--- Excerpt to read ---

Right now, DR TV is broadcasting a new show  
‘Danmarks næste tøjdesigner’
(Denmark’s Next clothing designer)
in primetime.

I meet next clothing designers at Designskolen Kolding for an article published in HÅNDVÆRK bookazine no. 8

Excerpt from the article below:

September 2023


Let me take you to Kolding, where the Design School is training accessory, fashion, textile, industrial and communication designers.

Here, we will take a look at the educational paths into fashion and textile.

Design School Kolding is an independent institution under the auspices of the Ministry of Higher Education and Science that offers bachelor’s and master’s degrees in design. The school has 340 students and a number of PhD scholars, including some in the Industrial PhD programme. Every year, Design School Kolding enrols 150 new students, 80 in bachelor’s programmes and 70 in master’s programmes. 

Established in 1967 as Kunsthåndværkerskolen (School of Arts and Crafts), the institution has trained many acclaimed textile printers, weavers, clothing designers and ceramic artists.

In the late 1990s, it was renamed Design School Kolding.

In 2010, it was recognized as a design university, with the accompanying greater emphasis on academic topics and theory and a redefinition of the tasks design is supposed to address. 


During its arts and crafts era, the institution aimed to develop and train the students’ craft skills and enable them to create unique products or designs that could be developed into products.
The students learned that a product has to have sufficient clarity and integrity to exist in its own right without additional explanation. 

A university, on the other hand, teaches analytical and methodological skills and the ability to articulate and describe a project. Craft is not a key focus, and the product is not necessarily tangible but may also be the development of processes and dialogues.

Whether the development from the former to the latter is good or bad for the students, their training and the quality of their output is a – hotly contested – matter of opinion.


Some, including myself, welcome the modern design universities’ focus on teaching analysis, perspective and contextualization. These are important conditions for offering something of relevance and for the ability to argue and convey the relevance of one’s contribution.

However, I am concerned for a general development that seems to be driven by a common consensus that it is more prestigious to speak and write than it is to make, and that it is more prestigious to speak and write about topics where one has little or no experience and in a language few understand than it is to speak and write from first-hand knowledge and experience.


Whatever I and others might think, that is currently the prevailing perspective on design and design education.

Fact is, more new design graduates are finding employment than before, which was one of the Ministry’s goals with making this change.

Previously, unemployment among new graduates was high. The ones who made it typically had a patchwork economy made up of product sales, decorative projects, teaching, temporary jobs and grants from foundations.

Unlike other design universities, Design School Kolding has excellent workshop facilities, which are available almost round the clock. 

In the bachelor’s programmes, workshop activities are key, and the students choose among digital and analogue tools based on their own aesthetic preferences and the character of the project.

During my two-day visit, I spoke with Christel Arnevik, associate professor and head of Fashion Design. She also provide project supervision in the master’s programme People, Planet and Play.

From the academic year of 2022 the fashion line was renamed ‘clothing’. Has ‘fashion’ gone out of fashion? I wonder.

You could definitely say,’ Christel replies, ‘that we changed the name in order to better match our time and our students. 

We looked at what they bring in and where they wish to go. Many of them are not interested in making fashion, at least not as it has been defined since the 1980s and 1990s, when “fast fashion” became a common concept.

--- Dataset rows ---

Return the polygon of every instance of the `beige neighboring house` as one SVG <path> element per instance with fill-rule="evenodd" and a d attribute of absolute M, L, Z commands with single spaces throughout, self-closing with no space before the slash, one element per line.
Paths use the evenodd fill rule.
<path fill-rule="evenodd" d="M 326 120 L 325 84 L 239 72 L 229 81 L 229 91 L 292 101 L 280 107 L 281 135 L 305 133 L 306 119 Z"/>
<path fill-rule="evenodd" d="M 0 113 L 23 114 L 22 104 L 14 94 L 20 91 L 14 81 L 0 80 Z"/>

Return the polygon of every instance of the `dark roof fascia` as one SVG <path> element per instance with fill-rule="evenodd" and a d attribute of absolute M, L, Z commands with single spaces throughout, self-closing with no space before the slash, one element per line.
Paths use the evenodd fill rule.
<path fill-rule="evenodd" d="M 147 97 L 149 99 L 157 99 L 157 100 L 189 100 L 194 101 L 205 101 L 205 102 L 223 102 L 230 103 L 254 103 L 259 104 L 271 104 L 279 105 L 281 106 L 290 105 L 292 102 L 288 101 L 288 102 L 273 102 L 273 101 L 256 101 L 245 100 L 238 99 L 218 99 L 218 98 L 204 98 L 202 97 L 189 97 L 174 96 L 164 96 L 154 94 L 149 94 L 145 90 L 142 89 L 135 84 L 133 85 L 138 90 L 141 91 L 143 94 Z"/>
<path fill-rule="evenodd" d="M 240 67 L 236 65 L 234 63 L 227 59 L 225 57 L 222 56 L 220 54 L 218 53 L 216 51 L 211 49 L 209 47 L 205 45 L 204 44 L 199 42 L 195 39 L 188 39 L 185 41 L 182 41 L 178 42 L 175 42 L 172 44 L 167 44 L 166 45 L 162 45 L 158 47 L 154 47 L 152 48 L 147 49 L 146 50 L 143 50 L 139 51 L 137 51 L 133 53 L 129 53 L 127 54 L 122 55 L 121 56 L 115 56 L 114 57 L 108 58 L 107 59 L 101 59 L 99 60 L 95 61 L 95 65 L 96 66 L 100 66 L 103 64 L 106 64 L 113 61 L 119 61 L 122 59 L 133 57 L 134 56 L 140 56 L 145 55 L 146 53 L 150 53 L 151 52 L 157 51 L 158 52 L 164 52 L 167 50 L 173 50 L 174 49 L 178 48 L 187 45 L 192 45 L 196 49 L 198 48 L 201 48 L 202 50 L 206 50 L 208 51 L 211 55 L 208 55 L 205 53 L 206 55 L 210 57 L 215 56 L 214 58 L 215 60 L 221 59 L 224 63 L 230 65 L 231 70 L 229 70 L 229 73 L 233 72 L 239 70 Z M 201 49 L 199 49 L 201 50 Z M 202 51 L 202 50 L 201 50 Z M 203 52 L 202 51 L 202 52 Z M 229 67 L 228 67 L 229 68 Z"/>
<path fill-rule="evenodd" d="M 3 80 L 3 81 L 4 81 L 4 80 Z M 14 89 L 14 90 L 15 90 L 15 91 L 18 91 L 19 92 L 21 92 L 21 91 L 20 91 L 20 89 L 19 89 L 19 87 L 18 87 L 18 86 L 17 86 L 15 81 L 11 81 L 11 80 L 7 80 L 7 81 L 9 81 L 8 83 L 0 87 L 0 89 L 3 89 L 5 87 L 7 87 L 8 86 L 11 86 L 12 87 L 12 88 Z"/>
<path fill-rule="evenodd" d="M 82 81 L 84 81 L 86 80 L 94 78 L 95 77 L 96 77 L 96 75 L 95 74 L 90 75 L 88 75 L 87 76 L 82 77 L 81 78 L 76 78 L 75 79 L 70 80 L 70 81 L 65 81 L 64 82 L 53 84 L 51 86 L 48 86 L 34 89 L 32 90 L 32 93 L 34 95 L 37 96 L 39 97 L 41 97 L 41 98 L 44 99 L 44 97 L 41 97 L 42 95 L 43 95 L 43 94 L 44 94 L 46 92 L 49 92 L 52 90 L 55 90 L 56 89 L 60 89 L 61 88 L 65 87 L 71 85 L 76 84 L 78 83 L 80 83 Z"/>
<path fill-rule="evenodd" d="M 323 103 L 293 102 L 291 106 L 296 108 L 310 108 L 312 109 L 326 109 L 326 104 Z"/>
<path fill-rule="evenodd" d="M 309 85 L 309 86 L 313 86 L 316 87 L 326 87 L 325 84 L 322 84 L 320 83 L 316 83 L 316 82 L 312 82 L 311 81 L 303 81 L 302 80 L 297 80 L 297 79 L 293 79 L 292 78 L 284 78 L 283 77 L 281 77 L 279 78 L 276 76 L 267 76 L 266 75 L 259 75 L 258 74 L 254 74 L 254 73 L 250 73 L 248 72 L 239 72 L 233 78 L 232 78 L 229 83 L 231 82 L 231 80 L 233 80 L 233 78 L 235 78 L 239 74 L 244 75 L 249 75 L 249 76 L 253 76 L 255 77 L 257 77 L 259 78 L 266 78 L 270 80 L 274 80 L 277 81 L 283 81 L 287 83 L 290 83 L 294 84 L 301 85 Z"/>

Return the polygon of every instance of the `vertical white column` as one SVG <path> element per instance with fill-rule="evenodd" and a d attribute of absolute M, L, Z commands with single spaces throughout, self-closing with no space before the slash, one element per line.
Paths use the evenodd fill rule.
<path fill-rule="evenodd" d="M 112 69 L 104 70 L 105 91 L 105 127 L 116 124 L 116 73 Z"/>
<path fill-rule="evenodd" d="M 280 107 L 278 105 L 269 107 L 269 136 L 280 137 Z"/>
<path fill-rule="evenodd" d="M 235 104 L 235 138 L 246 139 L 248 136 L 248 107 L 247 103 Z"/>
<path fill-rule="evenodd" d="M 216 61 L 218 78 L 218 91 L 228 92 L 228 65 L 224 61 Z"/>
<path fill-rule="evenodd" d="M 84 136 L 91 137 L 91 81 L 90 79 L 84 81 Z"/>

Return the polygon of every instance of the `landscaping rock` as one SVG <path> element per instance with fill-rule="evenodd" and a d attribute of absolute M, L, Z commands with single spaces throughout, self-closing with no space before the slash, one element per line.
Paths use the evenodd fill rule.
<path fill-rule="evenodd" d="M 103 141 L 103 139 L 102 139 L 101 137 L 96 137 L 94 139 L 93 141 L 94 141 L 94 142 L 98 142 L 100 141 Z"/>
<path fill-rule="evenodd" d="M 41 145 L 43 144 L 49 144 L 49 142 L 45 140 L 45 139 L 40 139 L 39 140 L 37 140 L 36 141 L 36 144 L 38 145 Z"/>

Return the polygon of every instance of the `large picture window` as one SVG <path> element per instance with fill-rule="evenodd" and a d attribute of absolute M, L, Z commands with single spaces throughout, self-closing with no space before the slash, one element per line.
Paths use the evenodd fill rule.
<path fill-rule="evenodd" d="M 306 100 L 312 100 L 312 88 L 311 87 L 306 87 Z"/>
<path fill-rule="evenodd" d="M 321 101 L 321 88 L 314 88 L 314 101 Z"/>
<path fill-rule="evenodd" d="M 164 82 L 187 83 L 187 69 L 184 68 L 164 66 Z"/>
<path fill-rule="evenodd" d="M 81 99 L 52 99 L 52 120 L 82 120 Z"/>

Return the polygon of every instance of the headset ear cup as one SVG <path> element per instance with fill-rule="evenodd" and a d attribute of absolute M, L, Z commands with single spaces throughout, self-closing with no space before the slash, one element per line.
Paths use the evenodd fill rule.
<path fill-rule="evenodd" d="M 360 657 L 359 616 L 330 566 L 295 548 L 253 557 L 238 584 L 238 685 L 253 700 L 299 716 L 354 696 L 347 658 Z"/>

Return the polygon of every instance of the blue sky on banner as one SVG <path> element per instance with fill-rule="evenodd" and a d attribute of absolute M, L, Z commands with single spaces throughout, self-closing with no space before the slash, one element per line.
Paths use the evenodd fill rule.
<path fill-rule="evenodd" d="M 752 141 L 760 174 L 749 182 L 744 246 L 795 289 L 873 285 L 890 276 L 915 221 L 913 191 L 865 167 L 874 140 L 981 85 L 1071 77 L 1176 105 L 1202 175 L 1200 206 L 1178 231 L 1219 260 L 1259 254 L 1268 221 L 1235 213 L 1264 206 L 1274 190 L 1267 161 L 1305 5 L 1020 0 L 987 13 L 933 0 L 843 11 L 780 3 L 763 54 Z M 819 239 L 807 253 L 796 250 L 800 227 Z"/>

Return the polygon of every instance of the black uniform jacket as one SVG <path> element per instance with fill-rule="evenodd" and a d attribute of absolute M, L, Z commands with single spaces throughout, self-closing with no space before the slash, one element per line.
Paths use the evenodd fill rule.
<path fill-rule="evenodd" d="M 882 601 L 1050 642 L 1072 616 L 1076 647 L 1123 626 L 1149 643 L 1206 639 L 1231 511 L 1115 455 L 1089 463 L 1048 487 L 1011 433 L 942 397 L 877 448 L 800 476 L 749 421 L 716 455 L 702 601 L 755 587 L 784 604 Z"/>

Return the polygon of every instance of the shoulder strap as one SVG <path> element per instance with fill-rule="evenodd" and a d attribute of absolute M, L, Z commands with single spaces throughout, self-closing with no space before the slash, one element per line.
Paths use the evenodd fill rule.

---

**Short exercise**
Reproduce the passage from the Design School Kolding article word for word, everything from "Let me take" down to "fashion and textile.".

**Finished exercise**
Let me take you to Kolding, where the Design School is training accessory, fashion, textile, industrial and communication designers.

Here, we will take a look at the educational paths into fashion and textile.